━━ EXTRACT ━━

Shiny, shiny, shiny beads of latex

Part of the reason I got into science blogging, was to drum up more readership for scientific papers. The main reason was to share my comedy genius with the world (193 Twitter followers can’t be wrong: that’s almost as many people as live on Tristan da Cunha!). Oh and the need to feed my ego, obviously a pretty major component.

I’m too sexy for my lab book

Sometimes, however, it is hard to think of a way to sell my research to you, the great unwashed. Some science sells itself by being cutting edge, earth shattering, game changing. This is the stuff all the scientists in the field read, the papers where the authors are known by name. It’s the science  that leads to oversold newspaper headlines promising to “Cure cancer in 3 years” and staged interviews with senior Profs in the lab for the first time in years, normally wearing someone else’s lab coat with assorted minions pipetting colourful liquids in the background.

Journeyman science

There is other work that is less headline-worthy, but equally useful. It could build upon the work of others, applying novel methodology from the big papers to different areas. Alternatively it may reproduce work performed elsewhere, increasing the validity of the original findings. Or it could be small incremental steps that adds to the overall pool of knowledge, laying the foundations for future work. 99% of the scientific literature falls into this bracket.

The premiership of publications

How do we judge the quality of scientific research? Part of the science writing process is to refer to other published studies that support our findings. Sometimes we look for papers that draw completely opposite conclusions so we can make passive aggressive comments about why their study is no good. Each mention of another study in a paper is called a citation. As a rule of thumb, papers that are cited more have made a bigger splash (good or bad). My current record is 279 for my ‘classic’ work on edible vaccines in transgenic plants, a corker if I say it myself. You might imagine that the highest cited papers would be those sexy headline grabbers as these are the ones that get the most attention. Though this is using sexy in a very loose sense, no one ever got tumescence from a western blot (deeply lame, unnecessarily crass science joke number 73).
Transgenic tobacco plants doing blue steel

Method to my madness

However, this is not the case. Of the top 10 cited papers of all time, seven are methods papers. These are very important, but somewhat dry descriptions of how to do science. Believe me, if you weren’t finding the ‘sexy’ papers sexy, methods papers will not be doing it for you. Which finally brings me around to our latest paper: ‘Development of a custom pentaplex sandwich immunoassay using Protein-G coupled beads for the Luminex® xMAP® platform’ in the Journal of Immunological methods. In this page-turner we describe a better way to do Luminex. Now you will either know what Luminex is, in which case read the paper or not, in which case may I recommend something from my back catalogue like a fruit number on early life antibody or a saucy look at mouse genetics. If neither of these whet your whistle, click the advert at the bottom – I get 5p a click, Academics got to live after all!
Are you using protein G to couple your Luminex beads? If not why not

EU Supports science

As a final piece of drum banging. This work was funded by our good friends in the European Union, for which I say Merci Beaucoups. No EU = no papers about niche analytical techniques in immunology and we can all agree that would be a shame. That and the fact that for every pro brexit vote a fairy dies.

━━━
━━ RECORDS SHOWN ━━

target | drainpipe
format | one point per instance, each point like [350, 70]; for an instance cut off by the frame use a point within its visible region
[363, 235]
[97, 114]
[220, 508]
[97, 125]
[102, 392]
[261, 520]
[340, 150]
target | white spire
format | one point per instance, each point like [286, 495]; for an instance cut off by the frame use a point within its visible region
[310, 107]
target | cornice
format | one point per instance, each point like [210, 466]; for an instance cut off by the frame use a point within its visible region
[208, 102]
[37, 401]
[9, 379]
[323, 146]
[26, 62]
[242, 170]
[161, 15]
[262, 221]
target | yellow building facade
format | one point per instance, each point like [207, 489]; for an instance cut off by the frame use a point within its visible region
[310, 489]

━━━

Can you write out the section of the science blog post that begins at the words "Journeyman science" and stops after "into this bracket.", copying it word for word?

ANSWER AREA
Journeyman science

There is other work that is less headline-worthy, but equally useful. It could build upon the work of others, applying novel methodology from the big papers to different areas. Alternatively it may reproduce work performed elsewhere, increasing the validity of the original findings. Or it could be small incremental steps that adds to the overall pool of knowledge, laying the foundations for future work. 99% of the scientific literature falls into this bracket.